### EXCERPTED RECORDS
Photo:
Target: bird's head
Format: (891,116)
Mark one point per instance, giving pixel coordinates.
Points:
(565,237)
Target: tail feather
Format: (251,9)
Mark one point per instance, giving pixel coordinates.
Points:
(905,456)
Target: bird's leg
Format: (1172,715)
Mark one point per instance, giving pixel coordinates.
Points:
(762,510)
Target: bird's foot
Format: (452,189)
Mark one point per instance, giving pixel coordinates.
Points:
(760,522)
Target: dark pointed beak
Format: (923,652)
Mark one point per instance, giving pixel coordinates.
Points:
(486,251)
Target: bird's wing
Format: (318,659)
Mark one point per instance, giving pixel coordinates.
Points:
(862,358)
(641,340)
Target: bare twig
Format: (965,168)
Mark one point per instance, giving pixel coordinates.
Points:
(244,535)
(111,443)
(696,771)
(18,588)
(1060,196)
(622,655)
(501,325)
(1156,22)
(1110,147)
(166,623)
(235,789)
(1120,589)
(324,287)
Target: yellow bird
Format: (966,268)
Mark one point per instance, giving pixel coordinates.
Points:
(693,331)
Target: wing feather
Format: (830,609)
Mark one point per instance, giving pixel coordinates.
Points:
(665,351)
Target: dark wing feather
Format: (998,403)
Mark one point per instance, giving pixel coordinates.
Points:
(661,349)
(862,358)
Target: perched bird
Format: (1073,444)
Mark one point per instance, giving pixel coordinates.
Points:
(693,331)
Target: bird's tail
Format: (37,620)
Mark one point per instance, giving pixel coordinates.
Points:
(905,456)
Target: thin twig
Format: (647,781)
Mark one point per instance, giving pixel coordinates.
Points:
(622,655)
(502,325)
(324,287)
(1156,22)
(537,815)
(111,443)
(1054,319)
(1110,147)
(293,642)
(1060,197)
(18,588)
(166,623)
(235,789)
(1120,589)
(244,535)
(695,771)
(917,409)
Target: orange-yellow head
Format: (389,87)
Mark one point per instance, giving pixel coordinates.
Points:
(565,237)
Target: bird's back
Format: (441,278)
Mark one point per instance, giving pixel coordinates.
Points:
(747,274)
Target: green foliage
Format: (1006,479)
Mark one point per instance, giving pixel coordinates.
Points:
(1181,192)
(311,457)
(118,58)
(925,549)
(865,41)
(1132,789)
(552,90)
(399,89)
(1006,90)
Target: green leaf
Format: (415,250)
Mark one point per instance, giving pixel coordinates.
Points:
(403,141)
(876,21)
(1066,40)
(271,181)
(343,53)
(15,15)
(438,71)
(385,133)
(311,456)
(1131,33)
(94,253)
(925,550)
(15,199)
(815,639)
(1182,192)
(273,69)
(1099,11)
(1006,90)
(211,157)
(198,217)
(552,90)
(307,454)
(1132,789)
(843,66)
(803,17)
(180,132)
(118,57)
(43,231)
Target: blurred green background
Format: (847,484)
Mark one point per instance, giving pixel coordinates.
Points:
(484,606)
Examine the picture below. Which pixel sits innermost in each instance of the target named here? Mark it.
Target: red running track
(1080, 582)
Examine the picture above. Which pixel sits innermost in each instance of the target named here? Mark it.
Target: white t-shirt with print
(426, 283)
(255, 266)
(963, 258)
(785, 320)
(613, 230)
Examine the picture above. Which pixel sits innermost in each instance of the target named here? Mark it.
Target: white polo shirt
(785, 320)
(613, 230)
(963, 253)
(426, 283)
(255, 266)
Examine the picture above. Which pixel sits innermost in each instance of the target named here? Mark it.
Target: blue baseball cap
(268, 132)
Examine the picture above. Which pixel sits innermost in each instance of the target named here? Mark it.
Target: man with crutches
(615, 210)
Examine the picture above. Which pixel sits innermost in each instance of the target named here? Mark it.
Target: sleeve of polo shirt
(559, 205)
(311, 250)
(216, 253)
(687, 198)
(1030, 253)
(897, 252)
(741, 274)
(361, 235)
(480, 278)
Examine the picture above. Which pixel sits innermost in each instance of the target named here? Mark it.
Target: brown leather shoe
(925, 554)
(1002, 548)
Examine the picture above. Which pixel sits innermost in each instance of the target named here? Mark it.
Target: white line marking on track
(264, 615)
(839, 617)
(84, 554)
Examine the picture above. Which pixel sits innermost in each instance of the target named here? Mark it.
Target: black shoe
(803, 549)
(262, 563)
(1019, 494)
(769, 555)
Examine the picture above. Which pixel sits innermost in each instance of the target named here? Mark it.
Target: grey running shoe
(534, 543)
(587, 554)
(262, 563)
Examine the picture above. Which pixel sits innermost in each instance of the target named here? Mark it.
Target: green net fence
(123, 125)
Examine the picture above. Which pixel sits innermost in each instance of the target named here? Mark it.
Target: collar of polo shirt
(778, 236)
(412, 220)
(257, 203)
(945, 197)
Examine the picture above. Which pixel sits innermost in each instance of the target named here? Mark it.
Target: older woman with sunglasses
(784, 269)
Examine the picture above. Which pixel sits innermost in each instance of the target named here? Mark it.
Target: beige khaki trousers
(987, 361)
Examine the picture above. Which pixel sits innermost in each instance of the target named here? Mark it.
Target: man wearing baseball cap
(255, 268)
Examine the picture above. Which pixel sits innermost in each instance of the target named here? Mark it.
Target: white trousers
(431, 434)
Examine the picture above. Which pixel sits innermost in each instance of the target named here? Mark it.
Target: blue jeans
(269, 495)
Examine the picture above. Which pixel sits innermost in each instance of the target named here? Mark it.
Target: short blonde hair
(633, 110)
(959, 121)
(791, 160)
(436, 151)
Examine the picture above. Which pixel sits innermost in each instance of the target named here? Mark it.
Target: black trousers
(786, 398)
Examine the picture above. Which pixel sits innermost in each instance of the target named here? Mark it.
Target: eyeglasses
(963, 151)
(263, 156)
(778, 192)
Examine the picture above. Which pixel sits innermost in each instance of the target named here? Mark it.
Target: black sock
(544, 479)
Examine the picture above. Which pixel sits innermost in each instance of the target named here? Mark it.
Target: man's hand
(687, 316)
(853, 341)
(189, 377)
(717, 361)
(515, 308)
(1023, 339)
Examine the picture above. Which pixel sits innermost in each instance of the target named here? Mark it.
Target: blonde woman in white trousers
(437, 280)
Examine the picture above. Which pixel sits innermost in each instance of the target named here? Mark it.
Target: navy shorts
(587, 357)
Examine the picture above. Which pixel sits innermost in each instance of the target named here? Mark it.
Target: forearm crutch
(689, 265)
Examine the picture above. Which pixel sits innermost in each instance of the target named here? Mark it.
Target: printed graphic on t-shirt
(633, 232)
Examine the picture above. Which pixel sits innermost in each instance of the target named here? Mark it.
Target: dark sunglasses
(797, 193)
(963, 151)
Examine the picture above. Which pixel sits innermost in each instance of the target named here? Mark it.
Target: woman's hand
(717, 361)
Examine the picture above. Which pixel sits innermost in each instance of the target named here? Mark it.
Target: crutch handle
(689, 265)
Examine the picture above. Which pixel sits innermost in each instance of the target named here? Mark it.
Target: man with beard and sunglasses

### GIVEN INSTRUCTION
Please write out again everything in the material from the line containing "Target: bird's tail" down to the line containing "(1080, 582)", both lines included. Shift every number in the answer coordinates by adding 108 to it, and leave the format samples and all other lines as they are.

### RESPONSE TO THIS TASK
Target: bird's tail
Format: (37,620)
Mark one point per instance, giving pixel coordinates.
Points:
(1013,564)
Target: thin twig
Format: (647,781)
Mark one point per instance, giving pixel coordinates.
Points:
(730,763)
(610,433)
(432,395)
(1264,130)
(645,923)
(219,551)
(1162,427)
(1218,255)
(401,750)
(1168,305)
(126,696)
(274,731)
(343,897)
(1228,697)
(352,643)
(803,879)
(1025,517)
Target: orange-yellow head
Format: (389,87)
Mark one point per instance, giving pixel coordinates.
Points:
(673,345)
Target: bird's back
Format: (441,278)
Mark one point per instance, giving pixel coordinates.
Points:
(855,382)
Target: green foliage
Format: (1006,479)
Mark one point per instance, giving pixel coordinates.
Points:
(1289,300)
(419,565)
(226,166)
(1033,657)
(973,149)
(1240,897)
(660,198)
(507,197)
(1114,198)
Target: green leaf
Format: (415,250)
Mark one point per instance, giving pixel coordinates.
Points:
(511,249)
(984,129)
(1174,148)
(379,289)
(451,161)
(123,123)
(546,179)
(493,241)
(419,564)
(1239,141)
(202,361)
(1033,658)
(123,307)
(923,747)
(1290,300)
(381,177)
(1207,119)
(1114,198)
(319,265)
(306,325)
(660,198)
(415,562)
(1240,897)
(951,174)
(911,125)
(288,240)
(226,165)
(151,339)
Target: blurred green background
Format: (847,484)
Mark one point per instance, giving pixel coordinates.
Points:
(592,714)
Examine the picture below. Which pixel sits innermost in each instance of the target named here? Mark it.
Target: red running track
(1188, 690)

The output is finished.